* **HOW TO COMPLETE THIS TASK**
Word for word, retype the lines from the one containing "844, row 79." to the one containing "713, row 544." below, keeping both end lines and dropping the pictures.

Items listed in a dataset

****************************************

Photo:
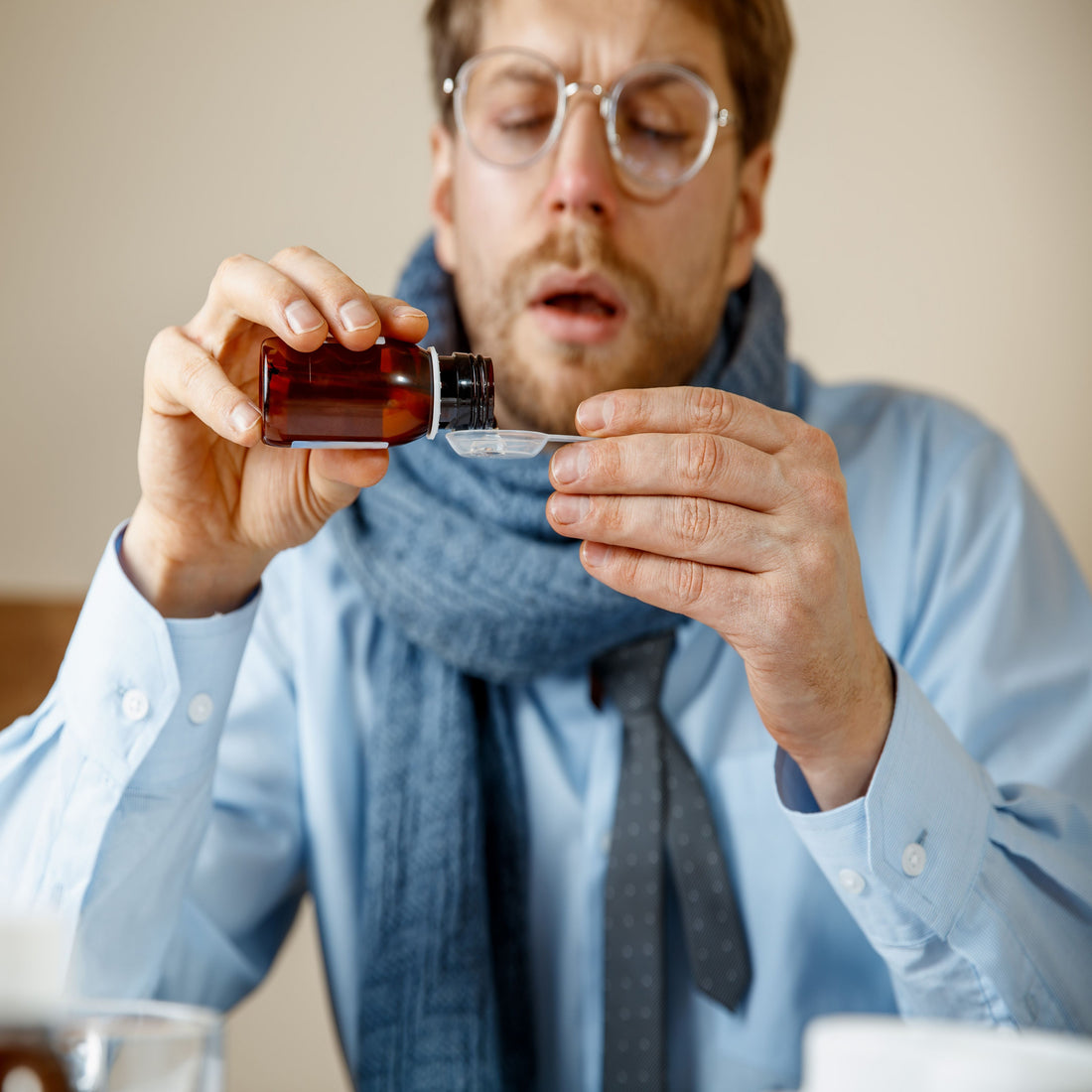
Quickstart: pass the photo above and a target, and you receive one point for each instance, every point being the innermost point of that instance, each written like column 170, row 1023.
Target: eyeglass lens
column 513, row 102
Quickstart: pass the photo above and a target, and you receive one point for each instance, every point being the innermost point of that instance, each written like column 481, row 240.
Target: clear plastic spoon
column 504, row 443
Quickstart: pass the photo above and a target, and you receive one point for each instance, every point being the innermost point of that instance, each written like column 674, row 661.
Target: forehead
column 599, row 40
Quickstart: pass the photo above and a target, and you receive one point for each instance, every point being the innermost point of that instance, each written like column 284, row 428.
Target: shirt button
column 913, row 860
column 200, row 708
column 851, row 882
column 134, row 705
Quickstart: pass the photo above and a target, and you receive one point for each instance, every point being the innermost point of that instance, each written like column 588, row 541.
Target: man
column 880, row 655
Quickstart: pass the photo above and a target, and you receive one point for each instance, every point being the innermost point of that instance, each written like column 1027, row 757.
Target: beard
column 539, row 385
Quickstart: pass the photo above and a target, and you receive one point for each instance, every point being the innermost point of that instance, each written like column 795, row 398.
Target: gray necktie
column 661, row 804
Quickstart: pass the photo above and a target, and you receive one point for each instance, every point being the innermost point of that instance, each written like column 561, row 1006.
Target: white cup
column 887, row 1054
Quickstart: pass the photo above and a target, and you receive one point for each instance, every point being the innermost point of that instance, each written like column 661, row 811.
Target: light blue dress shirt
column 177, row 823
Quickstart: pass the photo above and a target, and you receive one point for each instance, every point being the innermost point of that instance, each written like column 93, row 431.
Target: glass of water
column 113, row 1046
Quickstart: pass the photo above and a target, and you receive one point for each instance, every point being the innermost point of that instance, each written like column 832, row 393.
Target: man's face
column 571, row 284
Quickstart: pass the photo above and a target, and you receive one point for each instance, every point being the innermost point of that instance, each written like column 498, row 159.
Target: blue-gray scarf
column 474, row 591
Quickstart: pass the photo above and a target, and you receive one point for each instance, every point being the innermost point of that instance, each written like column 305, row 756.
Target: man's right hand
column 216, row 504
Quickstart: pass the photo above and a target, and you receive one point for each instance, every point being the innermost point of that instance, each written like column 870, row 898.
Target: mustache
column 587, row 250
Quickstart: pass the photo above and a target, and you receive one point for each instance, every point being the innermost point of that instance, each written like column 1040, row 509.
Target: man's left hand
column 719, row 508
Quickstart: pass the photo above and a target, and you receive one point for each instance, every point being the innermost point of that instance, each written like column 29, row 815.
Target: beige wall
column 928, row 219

****************************************

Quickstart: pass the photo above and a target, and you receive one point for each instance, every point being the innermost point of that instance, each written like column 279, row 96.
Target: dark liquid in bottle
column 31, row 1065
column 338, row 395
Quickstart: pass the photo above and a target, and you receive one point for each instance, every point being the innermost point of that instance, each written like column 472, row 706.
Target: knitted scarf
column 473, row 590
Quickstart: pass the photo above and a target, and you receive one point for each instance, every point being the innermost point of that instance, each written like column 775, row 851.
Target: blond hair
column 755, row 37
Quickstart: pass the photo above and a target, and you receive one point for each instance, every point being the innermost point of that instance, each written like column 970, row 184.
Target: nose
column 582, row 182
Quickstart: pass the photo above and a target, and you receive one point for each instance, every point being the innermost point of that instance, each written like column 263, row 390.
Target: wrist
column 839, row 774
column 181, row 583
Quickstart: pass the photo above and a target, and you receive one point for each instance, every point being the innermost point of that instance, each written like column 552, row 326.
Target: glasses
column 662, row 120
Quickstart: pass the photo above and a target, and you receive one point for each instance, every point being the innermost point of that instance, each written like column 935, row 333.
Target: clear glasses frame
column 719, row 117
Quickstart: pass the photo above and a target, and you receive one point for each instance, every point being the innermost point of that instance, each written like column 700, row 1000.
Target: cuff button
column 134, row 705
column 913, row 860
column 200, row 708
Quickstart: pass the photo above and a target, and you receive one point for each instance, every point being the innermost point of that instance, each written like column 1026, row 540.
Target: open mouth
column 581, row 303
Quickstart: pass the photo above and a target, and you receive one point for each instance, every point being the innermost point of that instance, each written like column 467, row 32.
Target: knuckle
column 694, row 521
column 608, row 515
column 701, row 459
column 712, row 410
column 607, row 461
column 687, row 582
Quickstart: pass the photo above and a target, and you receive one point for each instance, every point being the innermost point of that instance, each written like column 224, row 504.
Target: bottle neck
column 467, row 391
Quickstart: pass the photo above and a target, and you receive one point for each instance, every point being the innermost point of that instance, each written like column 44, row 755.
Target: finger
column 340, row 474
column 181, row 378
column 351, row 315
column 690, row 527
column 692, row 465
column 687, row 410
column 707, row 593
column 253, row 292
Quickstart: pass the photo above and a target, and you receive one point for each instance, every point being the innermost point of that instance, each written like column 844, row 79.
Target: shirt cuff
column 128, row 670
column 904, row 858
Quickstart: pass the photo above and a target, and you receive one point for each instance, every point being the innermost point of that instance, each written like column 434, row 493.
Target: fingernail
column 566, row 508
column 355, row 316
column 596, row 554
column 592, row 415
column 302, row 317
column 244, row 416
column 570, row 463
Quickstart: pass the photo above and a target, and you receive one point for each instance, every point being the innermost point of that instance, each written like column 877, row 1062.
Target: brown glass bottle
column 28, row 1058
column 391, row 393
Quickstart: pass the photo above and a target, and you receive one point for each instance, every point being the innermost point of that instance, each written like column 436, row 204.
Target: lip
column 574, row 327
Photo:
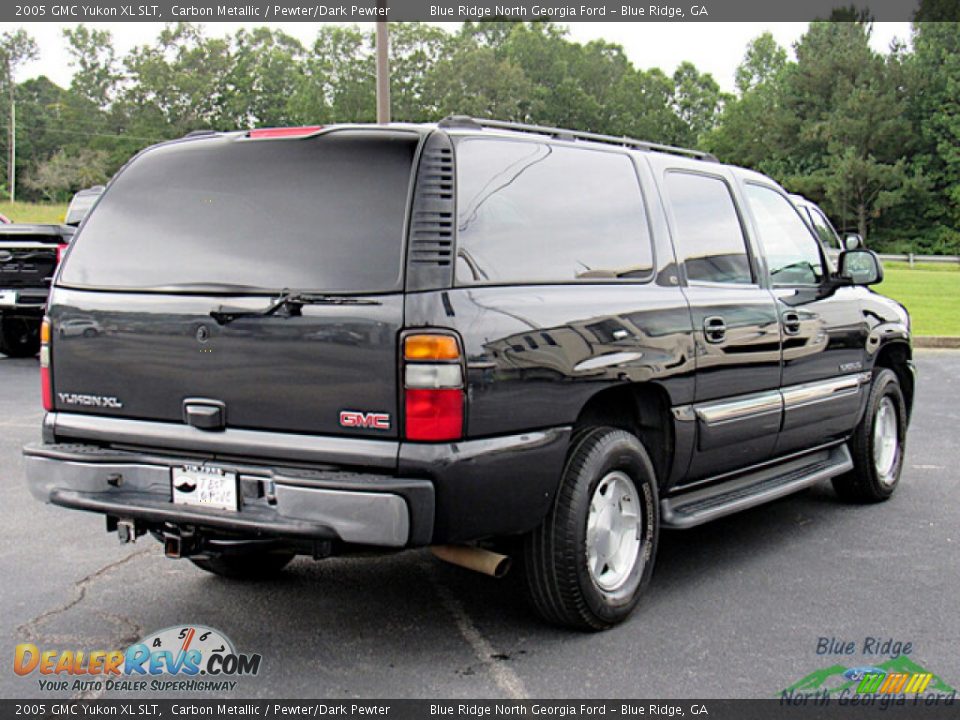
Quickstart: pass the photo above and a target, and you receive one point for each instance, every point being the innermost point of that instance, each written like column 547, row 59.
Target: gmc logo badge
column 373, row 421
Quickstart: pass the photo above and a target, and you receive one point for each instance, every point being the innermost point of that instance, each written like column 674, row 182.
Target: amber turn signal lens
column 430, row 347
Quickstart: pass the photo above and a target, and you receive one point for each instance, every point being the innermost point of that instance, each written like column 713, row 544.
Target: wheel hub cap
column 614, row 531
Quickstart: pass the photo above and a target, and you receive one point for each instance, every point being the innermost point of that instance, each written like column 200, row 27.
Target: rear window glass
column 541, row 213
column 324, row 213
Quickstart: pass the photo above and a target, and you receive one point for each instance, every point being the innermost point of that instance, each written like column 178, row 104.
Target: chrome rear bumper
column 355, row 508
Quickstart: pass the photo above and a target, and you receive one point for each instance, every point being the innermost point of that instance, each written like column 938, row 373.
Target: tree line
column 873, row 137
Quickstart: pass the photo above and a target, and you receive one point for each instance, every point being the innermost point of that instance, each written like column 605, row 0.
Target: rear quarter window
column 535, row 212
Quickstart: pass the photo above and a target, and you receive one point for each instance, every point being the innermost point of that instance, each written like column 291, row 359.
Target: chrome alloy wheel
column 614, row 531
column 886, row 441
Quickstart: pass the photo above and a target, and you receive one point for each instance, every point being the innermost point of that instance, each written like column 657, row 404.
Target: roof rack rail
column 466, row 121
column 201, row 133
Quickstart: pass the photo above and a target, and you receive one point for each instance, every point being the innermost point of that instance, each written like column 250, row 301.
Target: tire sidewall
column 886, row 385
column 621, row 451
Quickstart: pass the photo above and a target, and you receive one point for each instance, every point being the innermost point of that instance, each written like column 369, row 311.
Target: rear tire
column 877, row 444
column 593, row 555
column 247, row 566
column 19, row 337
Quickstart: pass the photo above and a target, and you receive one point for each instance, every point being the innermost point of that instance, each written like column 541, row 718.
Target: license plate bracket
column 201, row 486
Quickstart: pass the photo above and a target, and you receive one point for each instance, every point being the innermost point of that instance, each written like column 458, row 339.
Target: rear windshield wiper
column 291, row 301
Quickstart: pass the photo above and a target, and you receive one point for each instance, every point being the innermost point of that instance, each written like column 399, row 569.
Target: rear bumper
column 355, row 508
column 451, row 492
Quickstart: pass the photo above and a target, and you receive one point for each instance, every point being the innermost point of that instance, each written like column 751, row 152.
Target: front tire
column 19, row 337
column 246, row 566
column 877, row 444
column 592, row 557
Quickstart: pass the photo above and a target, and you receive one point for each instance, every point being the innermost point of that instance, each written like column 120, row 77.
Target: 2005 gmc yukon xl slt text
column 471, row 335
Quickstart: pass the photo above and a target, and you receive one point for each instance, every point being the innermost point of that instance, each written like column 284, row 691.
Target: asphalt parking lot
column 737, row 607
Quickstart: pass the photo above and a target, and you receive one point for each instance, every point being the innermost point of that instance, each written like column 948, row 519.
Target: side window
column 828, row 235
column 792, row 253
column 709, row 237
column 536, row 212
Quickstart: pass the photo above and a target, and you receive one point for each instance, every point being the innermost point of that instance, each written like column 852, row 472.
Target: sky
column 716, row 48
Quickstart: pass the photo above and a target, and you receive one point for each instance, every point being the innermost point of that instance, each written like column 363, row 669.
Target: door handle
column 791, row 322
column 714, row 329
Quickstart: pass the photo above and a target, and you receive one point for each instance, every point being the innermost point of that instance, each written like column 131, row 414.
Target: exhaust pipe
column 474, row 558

****************************************

* **REPLY TO THE EXERCISE**
Quickstart: pass the photo above and a target, and you receive one point for each instance, every point being the innermost point of that instance, each written like column 844, row 79.
Target: shirt cuff
column 128, row 670
column 904, row 858
Quickstart: pass the photo above and a target, and you receive one point for each instance, every point being the innermost point of that instance, each written like column 434, row 493.
Target: fingernail
column 566, row 508
column 355, row 316
column 596, row 554
column 592, row 415
column 302, row 317
column 244, row 416
column 570, row 463
Quickstart: pass the photo above and a target, and you receive one point for each instance, every point being the innermost point of that instance, each written like column 877, row 1062.
Target: brown glass bottle
column 28, row 1058
column 391, row 393
Quickstart: pass the photo above and a target, and you receive one point for each instance, every point being the innermost point of that instance, each written like column 436, row 204.
Target: lip
column 574, row 327
Photo:
Quickstart: pass the photo above and a target, and you receive one point for each instance, every point being the innermost point of that instance, each written like column 547, row 59.
Target: gmc logo badge
column 373, row 421
Quickstart: pass the photo above and a target, and you receive one point for each instance, every point being the innermost point of that instance, each written like column 674, row 182.
Target: amber turn signal lens
column 430, row 347
Quickstart: pass the photo above and a target, and you receive one point for each instance, every point being the innermost point of that instance, each written like column 713, row 544.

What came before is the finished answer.